#### [DOCUMENT EXCERPT]
--- Start ---

I admit I was puzzled by this at first, since I haven't seen such a tiny, fine-control clicky switch before. If you bypass the switch (i.e., use a paper clip to make contact instead of the tail switch), you can advance the light through the 3 modes. So the output modes are controlled by the circuit in the head. But more the point, the tailswitch can be set to the open or closed position without being connected to a battery. 

That said, I have just tested the light with the tailswitch in the closed (off) position, with a battery installed but without the head in place, and I do get a minute current through the body of the light (~2.3uA). The reading isn't stable though, and is gradually dropping, so this is probably just some sort of current leak through the tiny switch.
_
*EDIT*: See post #22 for an update - it is an electronic switch._


----------



## KITROBASKIN (Apr 2, 2016)

Fascinating information, as is so often the case with Selfbuilt reviews.


----------



## Repulsor (Apr 2, 2016)

Thanks for the review! Really interesting!

p.s. nice package


----------



## Ladd (Apr 2, 2016)

Nice light. Excellent Selfbuilt review!


----------



## KITROBASKIN (Apr 2, 2016)

Looking back where I first read about this flashlight, the CPF thread has links to Lumintop advertising this light. The website is suspended(?)

http://www.candlepowerforums.com/vb/showthread.php?415129-*New*-Lumintop-Titanium-Tool/page8

Posts 2 and 12 refer to the electronic clicky switch. I remember reading Lumintop saying it was an electronic switch with zero parasitic drain. Does anyone else remember this? What is going on? What am I missing? Lumintop.com did not work for me.


----------



## akhyar (Apr 3, 2016)

Great review as always.
The modes of Mid-Low-Hi is just a bit wonky for my liking


----------



## gunga (Apr 3, 2016)

There is a ReyLight group buy going on. The mode sequence is l-m-h for that one.


----------



## akhyar (Apr 3, 2016)

gunga said:


> There is a ReyLight group buy going on. The mode sequence is l-m-h for that one.



Yup. 
Aware of Rey groupbuy lights and his excellent prices as I've bought a light from him before.
I'm just thinking out loud why Lumintop decided to adopt the M-L-H mode for their Tool lights


----------



## newbie66 (Apr 3, 2016)

Thanks for the review! Nice looking AAA light. Great as an expensive gift.


----------



## Thetasigma (Apr 3, 2016)

Nice review as always selfbuilt, though I could have swore that the switch was listed as an electronic one when it was released. Does it allow for half presses for mode switching or just full cycles to change modes?

For a shirt pocket light I find the M-L-H of my Copper tool works just fine, though I understand why some might like low first.


----------



## selfbuilt (Apr 3, 2016)

KITROBASKIN said:


> Posts 2 and 12 refer to the electronic clicky switch. I remember reading Lumintop saying it was an electronic switch with zero parasitic drain. Does anyone else remember this? What is going on? What am I missing? Lumintop.com did not work for me.





Thetasigma said:


> Nice review as always selfbuilt, though I could have swore that the switch was listed as an electronic one when it was released. Does it allow for half presses for mode switching or just full cycles to change modes?

--- End ---

Copy the forum thread from "## Ladd (Apr" through "website is suspended(?)", substituting "torch" for "flashlight".

#### [DATA SHOWN]
--- Start ---

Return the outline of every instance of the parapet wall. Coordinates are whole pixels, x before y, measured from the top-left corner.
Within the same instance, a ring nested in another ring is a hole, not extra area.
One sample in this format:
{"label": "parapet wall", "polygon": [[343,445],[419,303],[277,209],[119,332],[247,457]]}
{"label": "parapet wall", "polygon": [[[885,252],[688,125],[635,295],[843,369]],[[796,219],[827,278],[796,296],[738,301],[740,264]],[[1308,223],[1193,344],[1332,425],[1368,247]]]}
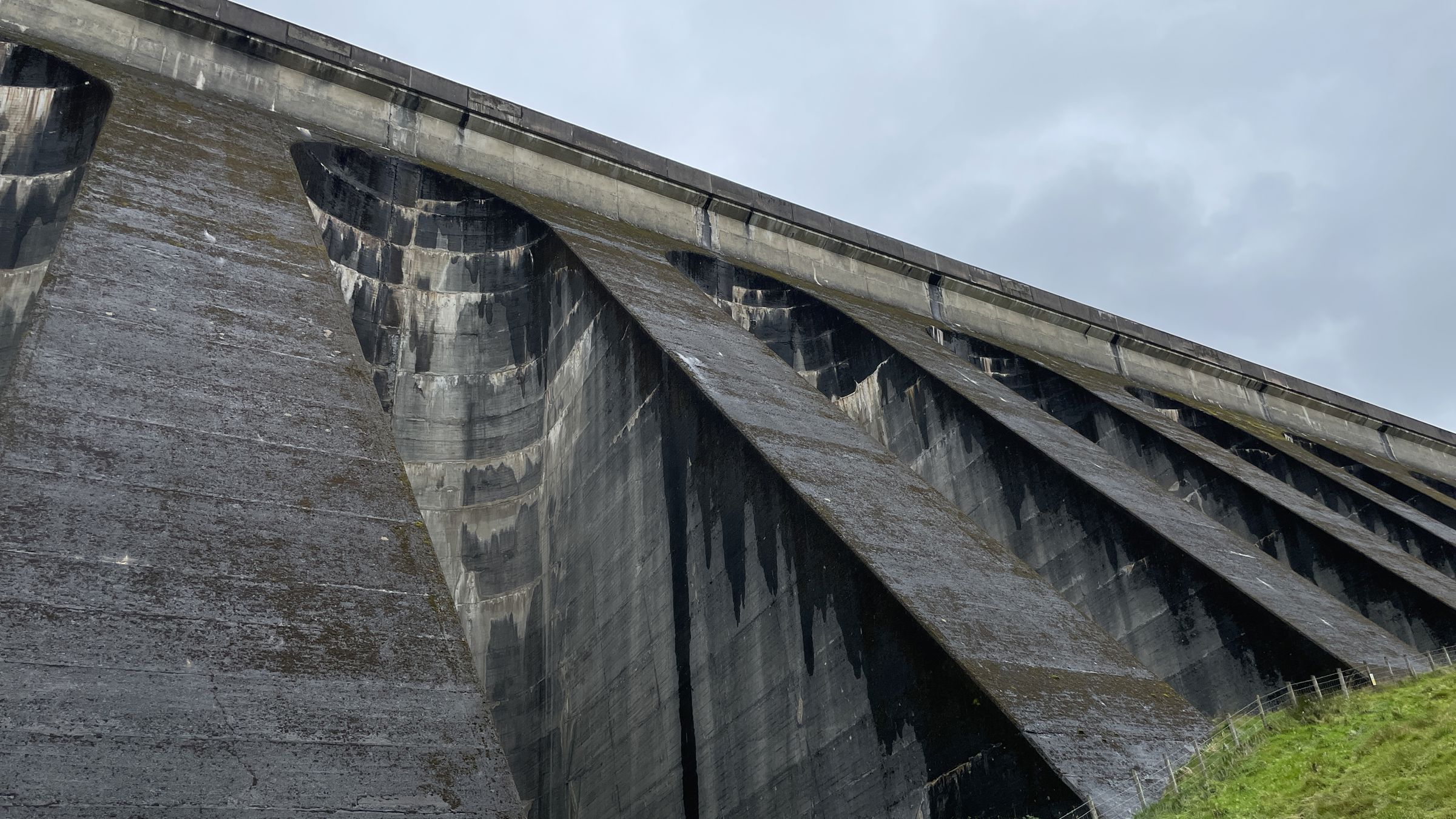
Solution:
{"label": "parapet wall", "polygon": [[0,26],[1456,478],[1456,436],[786,203],[226,0],[6,0]]}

--- End ---

#### [THE REPLY]
## Ladd (Apr 2, 2016)

Nice light. Excellent Selfbuilt review!


----------



## KITROBASKIN (Apr 2, 2016)

Looking back where I first read about this torch, the CPF thread has links to Lumintop advertising this light. The website is suspended(?)